THE TASK:
Each line from the one containing "Task: given the image, detect each haze" through the final line of the records is to be repeated exactly, with no additions.

TASK MATERIAL:
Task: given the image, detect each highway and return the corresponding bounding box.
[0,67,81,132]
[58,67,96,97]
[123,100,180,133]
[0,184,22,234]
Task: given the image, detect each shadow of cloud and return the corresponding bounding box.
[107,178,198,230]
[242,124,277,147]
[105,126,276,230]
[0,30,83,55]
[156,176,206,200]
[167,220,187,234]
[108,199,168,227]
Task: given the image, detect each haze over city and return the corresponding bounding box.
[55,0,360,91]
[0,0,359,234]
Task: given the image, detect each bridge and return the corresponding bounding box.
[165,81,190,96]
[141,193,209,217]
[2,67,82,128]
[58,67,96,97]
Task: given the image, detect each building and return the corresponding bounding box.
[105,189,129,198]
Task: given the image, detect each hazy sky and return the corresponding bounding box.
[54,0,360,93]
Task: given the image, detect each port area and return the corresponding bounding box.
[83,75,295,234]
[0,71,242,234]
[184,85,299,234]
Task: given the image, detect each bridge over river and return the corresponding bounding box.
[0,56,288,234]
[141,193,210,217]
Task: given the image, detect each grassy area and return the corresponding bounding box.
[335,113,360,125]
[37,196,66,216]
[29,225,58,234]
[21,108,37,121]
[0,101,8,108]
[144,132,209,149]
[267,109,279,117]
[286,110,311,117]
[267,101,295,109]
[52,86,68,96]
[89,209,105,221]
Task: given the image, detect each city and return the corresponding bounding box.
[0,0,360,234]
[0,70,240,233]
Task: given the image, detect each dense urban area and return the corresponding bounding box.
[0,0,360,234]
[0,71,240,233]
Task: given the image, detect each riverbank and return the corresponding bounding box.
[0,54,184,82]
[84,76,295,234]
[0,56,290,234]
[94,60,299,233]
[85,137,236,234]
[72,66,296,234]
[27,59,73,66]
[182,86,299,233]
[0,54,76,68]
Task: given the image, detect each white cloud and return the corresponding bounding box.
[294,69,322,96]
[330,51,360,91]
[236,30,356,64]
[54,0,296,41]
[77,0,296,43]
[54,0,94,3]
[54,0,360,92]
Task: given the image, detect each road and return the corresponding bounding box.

ANSWER TO THIS PROBLEM:
Task: given the image, detect each haze over city and return the corresponding bounding box.
[55,0,360,91]
[0,0,359,234]
Task: given the image, detect each bridge and return the corresponding bounding box.
[165,81,190,96]
[141,193,209,217]
[2,67,82,128]
[58,67,96,97]
Task: given the image, detect each building and return the corresponding bounding box.
[105,189,129,198]
Task: given the image, detect each hazy sky and return the corresponding bounding box.
[54,0,360,93]
Task: given the image, detect each port area and return the corresponding bounding box.
[83,75,295,234]
[0,71,242,234]
[184,85,299,234]
Task: given the image, detect each bridge over river and return the corresponding bounding box.
[0,56,288,234]
[141,193,210,217]
Task: given the image, detect each grassy area and return the corresponding bounding box.
[335,113,360,125]
[37,196,66,216]
[29,225,58,234]
[21,108,37,121]
[0,101,8,108]
[144,132,209,149]
[267,109,279,117]
[286,110,311,117]
[267,101,295,109]
[52,86,68,96]
[89,209,105,221]
Task: given the image, detect each city and return the corresponding bounding box.
[0,0,360,234]
[0,70,240,233]
Task: given the image, detect each dense urban area and return the corresponding bounding box.
[0,0,360,234]
[0,71,240,233]
Task: given the image, detect each riverbank and return the corresponding bounding box.
[0,54,184,82]
[84,76,295,234]
[0,56,290,234]
[94,60,299,233]
[85,137,236,234]
[72,66,296,234]
[27,59,73,66]
[182,86,299,233]
[0,54,76,68]
Task: given the image, detect each white cloud and return the corresponding bounding box.
[294,69,322,96]
[330,51,360,91]
[236,30,356,64]
[54,0,296,41]
[77,0,296,43]
[54,0,94,3]
[54,0,360,92]
Task: given the image, detect each road and return the corresponding bounding box.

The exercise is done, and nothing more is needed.